[WHAT YOU WILL DO] Each entry must be reproduced precisely as it stands.

[DATASET CONTENT]
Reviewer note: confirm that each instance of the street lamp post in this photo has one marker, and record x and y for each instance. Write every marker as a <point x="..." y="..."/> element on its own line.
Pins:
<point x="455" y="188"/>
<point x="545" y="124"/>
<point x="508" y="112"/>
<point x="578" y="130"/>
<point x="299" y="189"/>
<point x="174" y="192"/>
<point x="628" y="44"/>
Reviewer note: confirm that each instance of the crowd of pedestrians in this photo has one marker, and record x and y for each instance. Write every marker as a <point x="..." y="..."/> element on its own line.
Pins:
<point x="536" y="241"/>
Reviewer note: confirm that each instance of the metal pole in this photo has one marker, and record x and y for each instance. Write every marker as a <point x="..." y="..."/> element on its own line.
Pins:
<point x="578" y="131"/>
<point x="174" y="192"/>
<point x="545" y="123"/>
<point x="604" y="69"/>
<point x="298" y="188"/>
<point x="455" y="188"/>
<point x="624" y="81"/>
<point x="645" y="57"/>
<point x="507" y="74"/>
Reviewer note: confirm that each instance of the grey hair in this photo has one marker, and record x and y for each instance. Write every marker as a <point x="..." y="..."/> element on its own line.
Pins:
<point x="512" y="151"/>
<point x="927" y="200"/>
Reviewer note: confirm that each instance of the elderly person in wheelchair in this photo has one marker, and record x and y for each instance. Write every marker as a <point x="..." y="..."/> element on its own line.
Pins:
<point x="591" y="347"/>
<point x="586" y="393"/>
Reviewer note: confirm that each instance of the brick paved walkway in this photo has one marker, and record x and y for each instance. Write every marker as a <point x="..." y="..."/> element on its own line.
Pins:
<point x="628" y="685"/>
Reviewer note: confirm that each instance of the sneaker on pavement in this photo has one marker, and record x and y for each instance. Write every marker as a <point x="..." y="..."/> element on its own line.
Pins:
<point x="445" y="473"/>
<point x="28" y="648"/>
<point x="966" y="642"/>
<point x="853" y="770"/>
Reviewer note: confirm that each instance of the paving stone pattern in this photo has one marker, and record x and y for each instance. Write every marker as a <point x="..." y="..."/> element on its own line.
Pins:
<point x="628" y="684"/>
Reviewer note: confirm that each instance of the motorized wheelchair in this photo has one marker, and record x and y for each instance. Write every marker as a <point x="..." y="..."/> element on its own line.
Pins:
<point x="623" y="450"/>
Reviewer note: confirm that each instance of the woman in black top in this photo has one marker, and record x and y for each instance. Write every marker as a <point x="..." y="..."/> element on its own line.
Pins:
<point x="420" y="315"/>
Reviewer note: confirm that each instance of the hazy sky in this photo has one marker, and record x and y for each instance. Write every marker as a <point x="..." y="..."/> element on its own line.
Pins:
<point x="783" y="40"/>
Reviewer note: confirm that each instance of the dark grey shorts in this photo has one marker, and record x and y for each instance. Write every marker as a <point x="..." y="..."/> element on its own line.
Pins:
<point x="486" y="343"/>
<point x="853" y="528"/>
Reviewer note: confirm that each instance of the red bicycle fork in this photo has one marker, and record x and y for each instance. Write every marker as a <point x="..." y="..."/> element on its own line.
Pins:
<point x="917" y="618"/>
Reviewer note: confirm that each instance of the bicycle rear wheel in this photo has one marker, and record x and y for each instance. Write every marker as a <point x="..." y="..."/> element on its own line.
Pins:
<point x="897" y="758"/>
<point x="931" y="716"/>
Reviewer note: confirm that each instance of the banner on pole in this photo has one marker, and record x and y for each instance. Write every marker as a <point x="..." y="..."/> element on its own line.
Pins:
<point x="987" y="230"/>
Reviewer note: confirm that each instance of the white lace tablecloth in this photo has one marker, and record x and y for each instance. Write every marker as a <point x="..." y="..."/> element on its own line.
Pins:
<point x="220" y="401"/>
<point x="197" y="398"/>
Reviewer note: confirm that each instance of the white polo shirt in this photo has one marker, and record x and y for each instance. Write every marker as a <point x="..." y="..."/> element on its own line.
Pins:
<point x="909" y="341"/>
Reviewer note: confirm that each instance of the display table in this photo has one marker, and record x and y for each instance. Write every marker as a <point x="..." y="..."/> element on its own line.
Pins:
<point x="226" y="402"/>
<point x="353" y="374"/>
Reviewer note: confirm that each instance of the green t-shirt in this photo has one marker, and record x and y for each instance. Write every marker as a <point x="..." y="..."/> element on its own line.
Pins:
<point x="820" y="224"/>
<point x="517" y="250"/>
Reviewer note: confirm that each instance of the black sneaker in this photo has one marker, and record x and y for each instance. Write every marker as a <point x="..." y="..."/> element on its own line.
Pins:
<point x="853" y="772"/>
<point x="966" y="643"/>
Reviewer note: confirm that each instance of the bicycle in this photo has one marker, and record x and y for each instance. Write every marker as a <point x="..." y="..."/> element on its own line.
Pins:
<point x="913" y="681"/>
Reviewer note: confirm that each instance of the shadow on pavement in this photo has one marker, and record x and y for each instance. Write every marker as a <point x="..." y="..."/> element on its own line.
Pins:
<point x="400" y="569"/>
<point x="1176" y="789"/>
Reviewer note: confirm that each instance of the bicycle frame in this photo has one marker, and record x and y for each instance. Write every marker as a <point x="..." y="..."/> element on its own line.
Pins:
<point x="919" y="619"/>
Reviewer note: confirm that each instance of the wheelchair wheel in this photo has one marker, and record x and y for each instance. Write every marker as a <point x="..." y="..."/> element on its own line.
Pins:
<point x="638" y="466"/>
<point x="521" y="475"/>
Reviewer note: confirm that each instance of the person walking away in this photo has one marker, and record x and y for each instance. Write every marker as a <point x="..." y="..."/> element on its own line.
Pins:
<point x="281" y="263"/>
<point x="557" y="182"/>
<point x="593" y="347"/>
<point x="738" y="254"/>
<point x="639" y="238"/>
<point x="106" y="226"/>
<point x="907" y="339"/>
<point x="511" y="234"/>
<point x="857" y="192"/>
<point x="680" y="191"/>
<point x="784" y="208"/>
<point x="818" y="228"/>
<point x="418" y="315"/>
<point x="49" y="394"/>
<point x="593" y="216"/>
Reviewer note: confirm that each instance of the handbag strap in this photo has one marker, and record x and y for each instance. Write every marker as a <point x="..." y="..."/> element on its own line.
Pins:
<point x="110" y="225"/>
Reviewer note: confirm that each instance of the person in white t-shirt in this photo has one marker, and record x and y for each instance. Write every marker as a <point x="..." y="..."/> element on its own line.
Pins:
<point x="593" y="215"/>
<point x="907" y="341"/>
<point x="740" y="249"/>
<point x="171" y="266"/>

[EXERCISE OUTPUT]
Reviewer note: confirm that each instance of the street lamp post in this photo has one marker, and record x and y for each instance. Write every marker as a <point x="..." y="..."/> element on its own line.
Pins:
<point x="455" y="188"/>
<point x="545" y="124"/>
<point x="508" y="112"/>
<point x="578" y="130"/>
<point x="299" y="189"/>
<point x="174" y="192"/>
<point x="628" y="44"/>
Reviewer note: confirm that each instance of the crowd of pedestrians in this photo has one marker, and record x and y for each instance. Write every marker as a <point x="..." y="..."/> element on its own line.
Pins:
<point x="536" y="241"/>
Reviewer note: confirm that each instance of the metal pole in this photo has one marker, and record x and y for each instance. Write every marker as a <point x="..." y="..."/> element on its own line.
Pins:
<point x="578" y="131"/>
<point x="174" y="192"/>
<point x="545" y="123"/>
<point x="604" y="69"/>
<point x="298" y="188"/>
<point x="455" y="188"/>
<point x="624" y="81"/>
<point x="645" y="57"/>
<point x="507" y="74"/>
Reviewer note: confirm that each instance of the grey hair in this photo has one marker, and record x and y for each instance. Write every marker as a <point x="..." y="..."/> element on its own line.
Pins:
<point x="512" y="151"/>
<point x="927" y="200"/>
Reviewer note: confirm that each instance of the elderly person in wheelchair in this photo has one marker, and record x and y for each instance. Write every marker as a <point x="..." y="..."/> element on its own line.
Pins:
<point x="591" y="347"/>
<point x="586" y="393"/>
Reviewer note: confirm that each instance of the brick paved walkway in this photo has one marker, and record x and y for each instance. Write every marker as a <point x="..." y="..."/> element on its own line.
Pins:
<point x="628" y="685"/>
Reviewer note: confirm that each instance of the sneaker on pavement in this photo has one marker, and record x and y for each instance. Write every marker as a <point x="..." y="..."/> element on its own line.
Pins:
<point x="445" y="473"/>
<point x="28" y="648"/>
<point x="966" y="642"/>
<point x="853" y="770"/>
Reviewer note: confirm that each instance of the paving stone pattern in this photo has one marker, and record x and y for each instance. Write every marker as a <point x="..." y="..."/> element on its own line.
Pins:
<point x="628" y="684"/>
Reviewer note: confirm that each instance of the motorized wheelchair in this photo has one marker, and record x and y for each instance. Write every marker as a <point x="..." y="..."/> element on its own line.
Pins:
<point x="623" y="450"/>
Reviewer note: confirm that each instance of the woman in black top in this photo has one marker, and record x and y for each instance. Write every marker as a <point x="..." y="..."/> element on its own line.
Pins:
<point x="420" y="315"/>
Reviewer note: confirm that each instance of the hazy sky in this photo has one marker, and record x and y for each instance. Write every marker as a <point x="..." y="..."/> element on its own line.
Pins:
<point x="783" y="40"/>
Reviewer note: confirm that each instance of the dark grey shorts in this photo has one marker, and record x and y for each instance. Write every marker as a <point x="..." y="..."/> element on its own line.
Pins:
<point x="486" y="343"/>
<point x="853" y="528"/>
Reviewer note: confirm that each instance of the red bicycle fork in this photo has one marker, and record x and y for each instance. Write every marker as a <point x="..." y="..."/> element on its own line.
Pins:
<point x="917" y="618"/>
Reviewer note: confirm that each instance of the bicycle rear wheel in this photo has one marker, and record x and y for each instance. Write every marker as a <point x="..." y="..."/> element on its own line.
Pins:
<point x="897" y="758"/>
<point x="931" y="716"/>
Reviewer note: confirm that each instance of the banner on pole in this photo has one marker, and record x and y for each instance. Write every marker as a <point x="..." y="..."/> element on its own line.
Pins:
<point x="987" y="230"/>
Reviewer note: confirm that each instance of the white lace tablecloth in this photo has one marker, and record x and y for each instance. Write every marker as a <point x="..." y="..."/> element on its own line.
Pins:
<point x="220" y="401"/>
<point x="197" y="398"/>
Reviewer note: confirm that each instance of the white polo shirt in this photo has one marker, and record x and y for each instance. Write every marker as a <point x="..." y="..."/> element on its own line.
Pins:
<point x="909" y="341"/>
Reviewer note: confirm that each instance of the display table in this photo has one marker, and record x and y for each instance. Write every marker as a <point x="..." y="..."/> element on its own line.
Pins:
<point x="226" y="402"/>
<point x="353" y="374"/>
Reviewer note: confirm that each instance of the green t-shirt in this photo has one marker, and record x and y for each instance. Write every marker as a <point x="..." y="..."/> element on its own line.
Pins:
<point x="820" y="224"/>
<point x="517" y="250"/>
Reviewer note: confirm that each instance of the black sneaker in this photo has one marker, and record x and y for each instance. Write every marker as a <point x="..." y="..."/> element on its own line.
Pins:
<point x="853" y="772"/>
<point x="966" y="643"/>
Reviewer note: confirm that each instance of the bicycle in this photo has one marker, and record x and y for each instance. Write every marker as a <point x="..." y="..."/> element on its own line.
Pins:
<point x="913" y="681"/>
Reviewer note: confirm that each instance of the shadow on pavement in this photo has one marker, and record x and y for each instance. Write every marker as a <point x="..." y="..."/> element on its own line.
Pins:
<point x="400" y="569"/>
<point x="1176" y="789"/>
Reviewer note: confirm that each instance of the bicycle frame in this photo has one marker, and record x and y for each instance. Write every marker as a <point x="..." y="..."/> element on its own line.
Pins:
<point x="919" y="619"/>
Reviewer note: confirm that each instance of the wheelchair wheel in this photo has one marker, and record x and y for each instance. Write every marker as a <point x="..." y="..."/> element on its own line.
Pins:
<point x="638" y="466"/>
<point x="521" y="475"/>
Reviewer note: confirm that each instance of the person walking away in this photo has one marker, and record x and y for each instance. Write every marker as a <point x="..." y="..."/> element on its own line.
Pins:
<point x="281" y="263"/>
<point x="557" y="182"/>
<point x="593" y="347"/>
<point x="738" y="254"/>
<point x="639" y="238"/>
<point x="106" y="226"/>
<point x="907" y="339"/>
<point x="511" y="234"/>
<point x="857" y="192"/>
<point x="680" y="191"/>
<point x="784" y="208"/>
<point x="818" y="228"/>
<point x="418" y="315"/>
<point x="49" y="394"/>
<point x="593" y="216"/>
Reviewer note: confirm that each instance of the handbag strap in this photo has one marker, and record x and y for each instance. Write every marker as a <point x="..." y="..."/> element on its own line.
Pins:
<point x="110" y="225"/>
Reviewer note: confirm that each instance of the person in white t-shirt in this photo has one marker, and record x and y for each instance. Write every marker as a <point x="..." y="..."/> element on its own line.
Pins:
<point x="593" y="215"/>
<point x="907" y="341"/>
<point x="740" y="249"/>
<point x="171" y="266"/>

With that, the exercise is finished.